### Selected extract
But if we change the form of the question and ask, ‘Is the knowledge of the Absolute Truth attainable by man?’ we at once find the right track. ‘The Conqueror’ was evidently satisfied that it is possible to know the Truth. Our responsibility in the matter is very great indeed. If the Truth is knowable we cannot be excused if we deliberately neglect to find Him. It is said that the Truth is to be found in the Scriptures. This is denied by the Upanishads which declare that there are two kinds of learning or knowledge, viz., (l) the transcendental knowledge, and (2) knowledge that is not so. The Vedas and all branches of study are classed as the text books of non-transcendental learning. The transcendental learning is declared to be that by which the Transcendental Truth is known. The Bhagavatam declares that if a person, who is thoroughly versed in the Scriptures, be not conversant with the transcendental, then his efforts in the acquisition and preservation of such learning have no more value than the labour that is wasted in tending a dry cow. A distinction is made between the phenomenal and the transcendental. Learning as such, whether in the form of Theology or otherwise, is lumped together as non transcendental. The knowledge of the Scriptures is not differentiated from that of any other branch of study. Neither is knowledge condemned. It is declared that non-transcendental knowledge is subordinate to the transcendental and that the possession of the transcendental knowledge automatically and perfectly settles our relation to non-transcendental knowledge and teaches us the proper use of empiric knowledge. We need not be haunted with the impertinent fears of a conspiracy for the suppression or preservation of material civilization. The question at issue does not affect our material prospects which are quite safe in the hands of Providence. But the method to be pursued seriously concerns the prospects of the individual soul for regaining his natural spiritual condition.

### Dataset entries

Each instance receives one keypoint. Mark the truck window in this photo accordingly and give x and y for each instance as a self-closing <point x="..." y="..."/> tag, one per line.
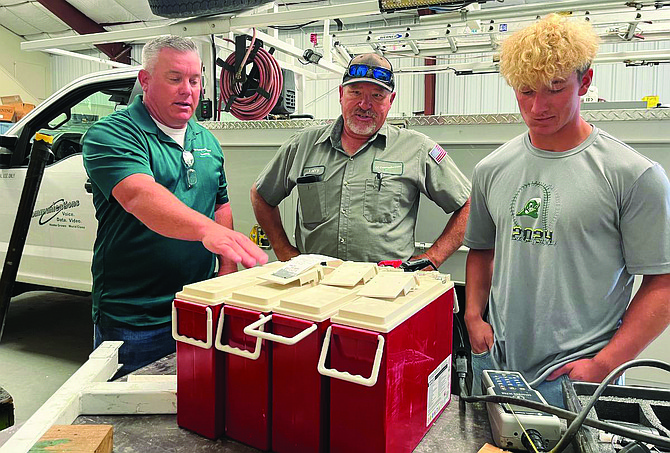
<point x="69" y="127"/>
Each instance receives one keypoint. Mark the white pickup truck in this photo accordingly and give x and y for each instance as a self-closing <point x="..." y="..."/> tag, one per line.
<point x="59" y="246"/>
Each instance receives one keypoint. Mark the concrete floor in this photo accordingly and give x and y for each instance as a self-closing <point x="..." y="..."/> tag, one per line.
<point x="47" y="337"/>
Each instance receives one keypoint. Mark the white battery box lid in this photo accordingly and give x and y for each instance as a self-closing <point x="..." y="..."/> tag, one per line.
<point x="350" y="274"/>
<point x="383" y="315"/>
<point x="215" y="290"/>
<point x="317" y="303"/>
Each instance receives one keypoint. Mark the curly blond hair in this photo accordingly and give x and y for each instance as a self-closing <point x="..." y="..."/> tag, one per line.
<point x="553" y="47"/>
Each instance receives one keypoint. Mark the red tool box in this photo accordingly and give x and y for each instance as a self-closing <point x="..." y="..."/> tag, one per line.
<point x="403" y="346"/>
<point x="299" y="393"/>
<point x="200" y="367"/>
<point x="248" y="366"/>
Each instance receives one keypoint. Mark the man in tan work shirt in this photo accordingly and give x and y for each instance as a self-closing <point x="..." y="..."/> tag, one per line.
<point x="359" y="180"/>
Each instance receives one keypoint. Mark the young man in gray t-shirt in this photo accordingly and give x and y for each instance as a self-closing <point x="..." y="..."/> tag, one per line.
<point x="561" y="219"/>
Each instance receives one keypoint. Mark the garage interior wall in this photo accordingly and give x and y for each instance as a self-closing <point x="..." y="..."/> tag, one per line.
<point x="27" y="74"/>
<point x="455" y="95"/>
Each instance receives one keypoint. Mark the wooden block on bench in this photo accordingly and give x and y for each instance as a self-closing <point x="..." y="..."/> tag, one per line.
<point x="76" y="439"/>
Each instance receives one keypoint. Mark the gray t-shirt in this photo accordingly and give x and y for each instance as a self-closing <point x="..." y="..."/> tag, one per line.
<point x="569" y="230"/>
<point x="361" y="207"/>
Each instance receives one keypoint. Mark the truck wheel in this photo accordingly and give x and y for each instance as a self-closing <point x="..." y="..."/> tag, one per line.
<point x="191" y="8"/>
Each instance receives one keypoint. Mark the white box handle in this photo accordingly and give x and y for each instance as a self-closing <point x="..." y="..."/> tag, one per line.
<point x="236" y="351"/>
<point x="251" y="330"/>
<point x="192" y="341"/>
<point x="343" y="375"/>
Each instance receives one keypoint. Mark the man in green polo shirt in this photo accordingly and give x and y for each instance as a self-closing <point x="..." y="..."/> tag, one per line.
<point x="359" y="180"/>
<point x="161" y="201"/>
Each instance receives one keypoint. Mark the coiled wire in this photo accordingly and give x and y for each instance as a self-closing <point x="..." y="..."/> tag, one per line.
<point x="254" y="106"/>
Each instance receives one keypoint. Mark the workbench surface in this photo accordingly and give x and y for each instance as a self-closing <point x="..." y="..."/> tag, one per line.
<point x="452" y="432"/>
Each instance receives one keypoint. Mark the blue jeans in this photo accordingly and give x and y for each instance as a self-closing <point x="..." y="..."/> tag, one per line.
<point x="141" y="346"/>
<point x="552" y="391"/>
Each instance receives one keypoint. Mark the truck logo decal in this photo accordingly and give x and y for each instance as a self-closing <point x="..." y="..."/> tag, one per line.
<point x="52" y="211"/>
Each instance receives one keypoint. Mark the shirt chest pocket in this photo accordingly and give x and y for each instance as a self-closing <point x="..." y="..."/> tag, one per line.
<point x="382" y="200"/>
<point x="313" y="205"/>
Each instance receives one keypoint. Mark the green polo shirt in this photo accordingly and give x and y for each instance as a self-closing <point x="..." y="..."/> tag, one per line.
<point x="136" y="272"/>
<point x="361" y="207"/>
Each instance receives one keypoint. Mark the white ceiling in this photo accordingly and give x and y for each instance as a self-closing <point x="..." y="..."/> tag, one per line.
<point x="30" y="20"/>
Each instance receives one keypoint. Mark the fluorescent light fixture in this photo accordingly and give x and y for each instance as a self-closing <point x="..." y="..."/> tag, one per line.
<point x="395" y="5"/>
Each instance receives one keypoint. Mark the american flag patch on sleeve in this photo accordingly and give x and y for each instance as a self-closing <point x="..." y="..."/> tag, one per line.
<point x="437" y="153"/>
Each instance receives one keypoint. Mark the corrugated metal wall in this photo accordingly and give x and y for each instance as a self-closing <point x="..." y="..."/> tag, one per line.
<point x="473" y="94"/>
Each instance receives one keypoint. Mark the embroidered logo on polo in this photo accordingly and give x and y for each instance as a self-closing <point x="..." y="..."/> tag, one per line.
<point x="202" y="152"/>
<point x="534" y="209"/>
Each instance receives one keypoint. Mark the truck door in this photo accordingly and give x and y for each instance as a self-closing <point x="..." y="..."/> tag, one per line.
<point x="59" y="246"/>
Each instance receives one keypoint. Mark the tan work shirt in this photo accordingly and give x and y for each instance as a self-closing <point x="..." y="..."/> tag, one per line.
<point x="361" y="207"/>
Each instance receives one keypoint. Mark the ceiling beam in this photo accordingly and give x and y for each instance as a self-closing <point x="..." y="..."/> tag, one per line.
<point x="84" y="25"/>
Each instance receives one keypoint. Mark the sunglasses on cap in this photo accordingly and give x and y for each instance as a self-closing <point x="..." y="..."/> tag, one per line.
<point x="383" y="75"/>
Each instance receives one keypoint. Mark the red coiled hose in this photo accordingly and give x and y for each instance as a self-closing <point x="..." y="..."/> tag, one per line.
<point x="256" y="106"/>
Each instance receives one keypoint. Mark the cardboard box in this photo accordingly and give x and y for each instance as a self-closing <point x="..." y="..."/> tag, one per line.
<point x="7" y="113"/>
<point x="19" y="107"/>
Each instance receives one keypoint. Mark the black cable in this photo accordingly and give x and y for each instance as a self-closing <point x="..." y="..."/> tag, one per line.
<point x="577" y="420"/>
<point x="532" y="440"/>
<point x="291" y="27"/>
<point x="570" y="416"/>
<point x="577" y="423"/>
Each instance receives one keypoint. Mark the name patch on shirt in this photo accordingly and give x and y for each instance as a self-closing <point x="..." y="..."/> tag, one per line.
<point x="318" y="170"/>
<point x="437" y="153"/>
<point x="387" y="167"/>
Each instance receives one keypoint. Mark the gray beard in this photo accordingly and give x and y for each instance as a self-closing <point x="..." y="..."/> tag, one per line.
<point x="361" y="129"/>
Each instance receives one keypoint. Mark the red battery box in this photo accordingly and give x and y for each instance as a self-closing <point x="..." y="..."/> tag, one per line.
<point x="390" y="363"/>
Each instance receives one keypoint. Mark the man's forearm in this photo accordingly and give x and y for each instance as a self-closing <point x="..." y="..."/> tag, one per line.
<point x="269" y="219"/>
<point x="223" y="215"/>
<point x="478" y="274"/>
<point x="158" y="209"/>
<point x="647" y="316"/>
<point x="451" y="238"/>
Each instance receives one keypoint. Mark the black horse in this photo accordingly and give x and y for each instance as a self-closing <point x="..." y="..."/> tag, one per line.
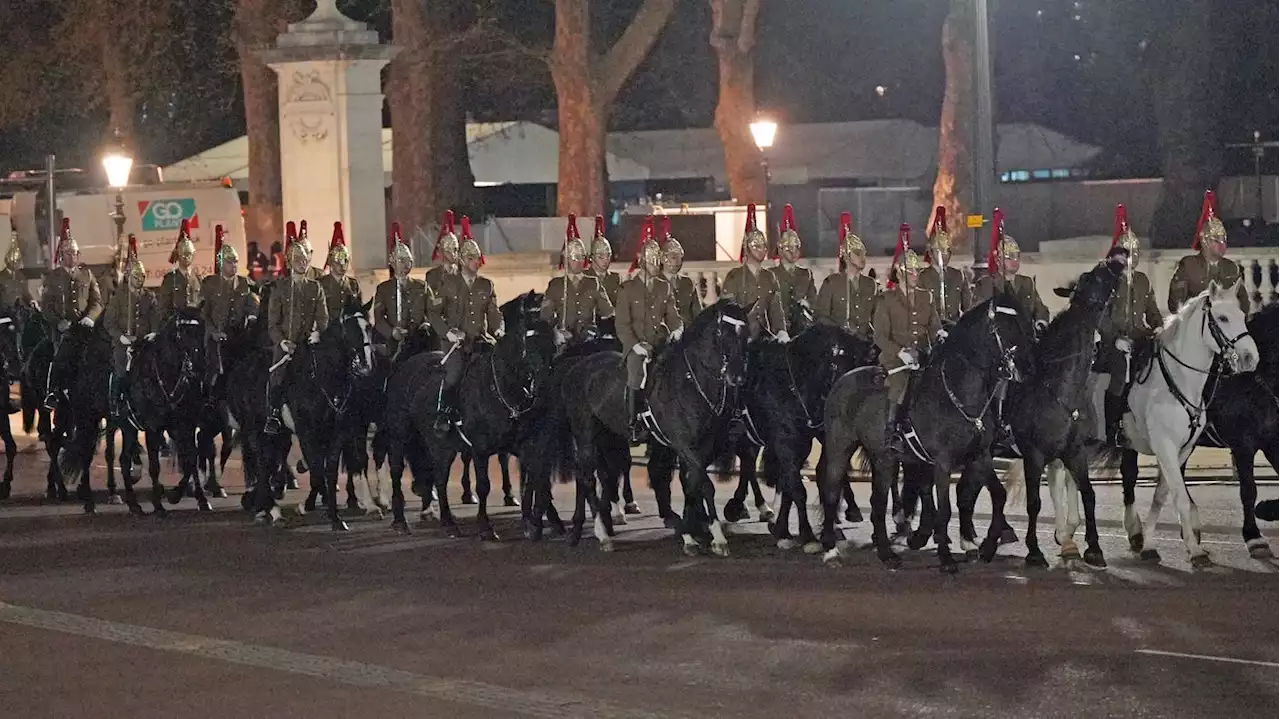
<point x="497" y="392"/>
<point x="952" y="408"/>
<point x="1050" y="416"/>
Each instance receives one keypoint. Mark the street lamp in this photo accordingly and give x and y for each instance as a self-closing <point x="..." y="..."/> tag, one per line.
<point x="118" y="161"/>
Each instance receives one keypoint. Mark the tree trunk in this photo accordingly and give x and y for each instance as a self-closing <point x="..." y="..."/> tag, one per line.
<point x="734" y="39"/>
<point x="257" y="22"/>
<point x="1187" y="92"/>
<point x="585" y="87"/>
<point x="952" y="188"/>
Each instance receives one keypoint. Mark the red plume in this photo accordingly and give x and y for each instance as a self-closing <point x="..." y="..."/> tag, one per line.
<point x="1207" y="210"/>
<point x="997" y="234"/>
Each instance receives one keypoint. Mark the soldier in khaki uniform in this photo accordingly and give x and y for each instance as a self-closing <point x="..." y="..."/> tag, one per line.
<point x="1002" y="265"/>
<point x="1196" y="271"/>
<point x="602" y="256"/>
<point x="906" y="323"/>
<point x="467" y="312"/>
<point x="795" y="283"/>
<point x="688" y="302"/>
<point x="401" y="303"/>
<point x="297" y="312"/>
<point x="645" y="316"/>
<point x="949" y="287"/>
<point x="181" y="285"/>
<point x="1133" y="316"/>
<point x="338" y="288"/>
<point x="129" y="319"/>
<point x="574" y="302"/>
<point x="224" y="297"/>
<point x="754" y="287"/>
<point x="446" y="255"/>
<point x="848" y="297"/>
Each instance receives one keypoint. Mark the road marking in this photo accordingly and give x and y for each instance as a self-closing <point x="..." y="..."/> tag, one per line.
<point x="356" y="673"/>
<point x="1208" y="658"/>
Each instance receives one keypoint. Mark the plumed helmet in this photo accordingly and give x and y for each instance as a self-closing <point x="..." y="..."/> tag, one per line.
<point x="447" y="242"/>
<point x="1210" y="228"/>
<point x="469" y="250"/>
<point x="574" y="252"/>
<point x="396" y="248"/>
<point x="787" y="236"/>
<point x="183" y="247"/>
<point x="338" y="252"/>
<point x="600" y="243"/>
<point x="133" y="268"/>
<point x="223" y="250"/>
<point x="752" y="236"/>
<point x="1123" y="234"/>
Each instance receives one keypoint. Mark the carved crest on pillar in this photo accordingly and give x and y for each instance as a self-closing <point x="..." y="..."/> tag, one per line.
<point x="310" y="106"/>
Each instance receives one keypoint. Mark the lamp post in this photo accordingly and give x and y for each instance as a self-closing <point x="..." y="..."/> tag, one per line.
<point x="764" y="131"/>
<point x="118" y="161"/>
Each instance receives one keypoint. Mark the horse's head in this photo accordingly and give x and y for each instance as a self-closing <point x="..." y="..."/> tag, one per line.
<point x="1226" y="330"/>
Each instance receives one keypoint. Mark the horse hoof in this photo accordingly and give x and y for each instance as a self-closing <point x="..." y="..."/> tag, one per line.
<point x="1093" y="557"/>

### Exercise tasks
1. Translate this sentence from the passage on knowing the Absolute Truth into Spanish: "A distinction is made between the phenomenal and the transcendental."
2. In the passage on knowing the Absolute Truth, to what does the Bhagavatam compare the efforts of a person versed in the Scriptures who is not conversant with the transcendental?
3. Continue the passage on knowing the Absolute Truth from its last sentence.

### Outputs in order
1. Se hace una distinción entre lo fenoménico y lo trascendental.

2. To the labour wasted in tending a dry cow.

3.
Transcendental Knowledge cannot be acquired by the inductive or deductive empiric processes. The first step that is to be taken in the direction of the attainment of such knowledge, is to try to be convinced of the necessity of submitting to receive Him at the Hands of the Supreme Lord. Godhead Himself is the Absolute Knowledge. He alone can make Himself known to us. He is Free in His Choice to make Himself known to us. We also may or may not want to know Him. We do not really want to know Him so long as we do not want to serve Him. The Supreme Lord may be known only by the method of complete submission. Perfect submission is an indispensable condition of the attainment of such knowledge. The necessity and nature of complete submission is not conceivable except by the Mercy of the Lord. The Lord is spontaneously All-merciful. We come under the Influence of His Mercy the moment we are at all really inclined to submit to Him. This inclination is sometimes produced by the shock of utter worldly humiliation. It was so in the case of ‘the Conqueror’. It came to him as the consequence of his defeat in controversy by the Lord.

The Mercy of the Supreme Lord often comes in the shape of defeat and humiliation. No one except the actual recipient of the Divine Favour can perceive His Appearance. We gather all this from the writings of Keshab Bhatta himself who was favoured by the Supreme Lord.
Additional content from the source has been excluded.